Your answer needs to include each line of the records in which the string "thickest" can be found.
==============================
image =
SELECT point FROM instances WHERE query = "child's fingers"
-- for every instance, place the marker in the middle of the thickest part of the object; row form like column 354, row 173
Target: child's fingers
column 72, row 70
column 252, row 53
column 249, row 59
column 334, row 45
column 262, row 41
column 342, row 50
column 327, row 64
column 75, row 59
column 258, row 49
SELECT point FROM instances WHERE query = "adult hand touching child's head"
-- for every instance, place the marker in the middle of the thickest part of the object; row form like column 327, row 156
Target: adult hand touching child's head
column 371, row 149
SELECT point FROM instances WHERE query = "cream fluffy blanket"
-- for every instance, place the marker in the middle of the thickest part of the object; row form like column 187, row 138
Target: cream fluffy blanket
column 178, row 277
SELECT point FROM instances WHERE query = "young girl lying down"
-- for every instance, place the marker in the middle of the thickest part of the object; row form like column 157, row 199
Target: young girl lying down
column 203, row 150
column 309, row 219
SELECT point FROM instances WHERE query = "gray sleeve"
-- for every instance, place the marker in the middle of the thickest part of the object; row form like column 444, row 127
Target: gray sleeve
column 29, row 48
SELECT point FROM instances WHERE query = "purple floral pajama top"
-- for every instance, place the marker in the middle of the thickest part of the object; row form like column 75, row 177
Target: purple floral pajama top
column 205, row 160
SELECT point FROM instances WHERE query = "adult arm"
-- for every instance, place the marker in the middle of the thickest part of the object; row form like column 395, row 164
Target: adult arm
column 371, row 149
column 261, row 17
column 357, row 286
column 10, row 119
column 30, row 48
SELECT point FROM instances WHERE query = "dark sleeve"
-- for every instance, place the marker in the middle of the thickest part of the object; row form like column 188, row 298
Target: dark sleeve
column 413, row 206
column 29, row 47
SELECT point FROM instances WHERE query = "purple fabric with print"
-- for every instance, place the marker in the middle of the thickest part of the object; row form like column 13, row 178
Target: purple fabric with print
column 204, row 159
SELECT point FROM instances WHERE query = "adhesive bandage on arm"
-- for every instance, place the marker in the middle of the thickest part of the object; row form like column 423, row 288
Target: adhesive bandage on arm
==============================
• **OUTPUT FOR THIS TASK**
-- for every instance, place the marker in the middle of the thickest part of the object; row form like column 354, row 173
-- for every instance, place the marker in the middle of the thickest part of the object; row form like column 327, row 156
-- for every instance, place the marker in the middle of the thickest part of the object; row form like column 187, row 138
-- for every instance, place the marker in the middle of the thickest part of the object; row form like column 157, row 199
-- for every instance, place the marker in the middle of the thickest part of the object; row form like column 444, row 127
-- for every instance, place the marker in the middle of the thickest part of the object; row form like column 75, row 177
-- for every instance, place the marker in the middle of the thickest part of the object; row form like column 395, row 164
-- for every instance, place the marker in the middle of the thickest part of the object; row form like column 188, row 298
-- for every instance, place the marker in the middle of the thickest part of the object; row form like column 13, row 178
-- for every instance, place the marker in the middle of the thickest part of the object; row form like column 423, row 288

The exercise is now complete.